What is being asked: Pull out each line of the items below that contains the string "disc".

•••••

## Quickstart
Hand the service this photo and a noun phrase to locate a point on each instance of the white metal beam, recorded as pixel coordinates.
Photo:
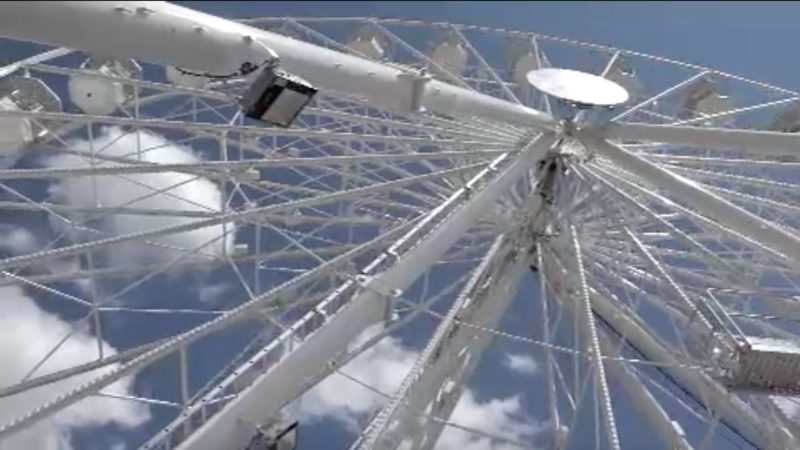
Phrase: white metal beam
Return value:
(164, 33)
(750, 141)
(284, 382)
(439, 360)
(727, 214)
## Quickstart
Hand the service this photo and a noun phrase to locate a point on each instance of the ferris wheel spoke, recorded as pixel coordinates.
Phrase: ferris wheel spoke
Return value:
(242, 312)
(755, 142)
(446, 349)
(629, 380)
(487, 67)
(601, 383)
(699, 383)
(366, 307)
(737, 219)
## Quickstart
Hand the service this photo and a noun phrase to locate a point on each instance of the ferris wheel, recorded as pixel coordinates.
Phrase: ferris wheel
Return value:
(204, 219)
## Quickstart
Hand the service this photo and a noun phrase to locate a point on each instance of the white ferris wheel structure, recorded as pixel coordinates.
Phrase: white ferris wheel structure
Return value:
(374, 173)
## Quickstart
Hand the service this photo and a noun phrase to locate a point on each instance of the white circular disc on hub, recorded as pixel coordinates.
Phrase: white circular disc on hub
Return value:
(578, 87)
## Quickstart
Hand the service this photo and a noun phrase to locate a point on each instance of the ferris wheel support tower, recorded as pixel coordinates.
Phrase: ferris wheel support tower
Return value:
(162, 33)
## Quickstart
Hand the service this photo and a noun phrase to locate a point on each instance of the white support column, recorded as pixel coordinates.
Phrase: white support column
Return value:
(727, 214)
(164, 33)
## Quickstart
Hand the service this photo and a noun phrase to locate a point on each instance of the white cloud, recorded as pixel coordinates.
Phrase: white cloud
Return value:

•••••

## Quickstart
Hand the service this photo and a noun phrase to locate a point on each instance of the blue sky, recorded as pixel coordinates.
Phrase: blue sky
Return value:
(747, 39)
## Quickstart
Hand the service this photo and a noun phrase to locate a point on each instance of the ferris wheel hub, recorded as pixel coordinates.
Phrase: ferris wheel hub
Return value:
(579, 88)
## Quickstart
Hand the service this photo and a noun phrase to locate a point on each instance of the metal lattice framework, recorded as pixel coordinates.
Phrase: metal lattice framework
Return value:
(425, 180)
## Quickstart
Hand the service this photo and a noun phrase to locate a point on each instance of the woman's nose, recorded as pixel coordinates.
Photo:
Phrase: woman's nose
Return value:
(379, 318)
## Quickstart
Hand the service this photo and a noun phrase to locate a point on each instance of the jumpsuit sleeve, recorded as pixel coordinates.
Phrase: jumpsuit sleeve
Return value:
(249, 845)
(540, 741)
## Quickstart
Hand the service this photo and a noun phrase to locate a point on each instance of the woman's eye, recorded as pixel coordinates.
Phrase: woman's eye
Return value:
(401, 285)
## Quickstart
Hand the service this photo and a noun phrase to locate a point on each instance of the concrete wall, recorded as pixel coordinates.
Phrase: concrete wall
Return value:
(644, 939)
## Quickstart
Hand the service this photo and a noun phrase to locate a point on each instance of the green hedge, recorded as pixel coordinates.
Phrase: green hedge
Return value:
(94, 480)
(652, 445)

•••••

Full response:
Hand the service this photo and a noun phrase to locate a point on each instance of the white circular disc on hub, recorded as pixel coordinates.
Phrase: white circular disc on hub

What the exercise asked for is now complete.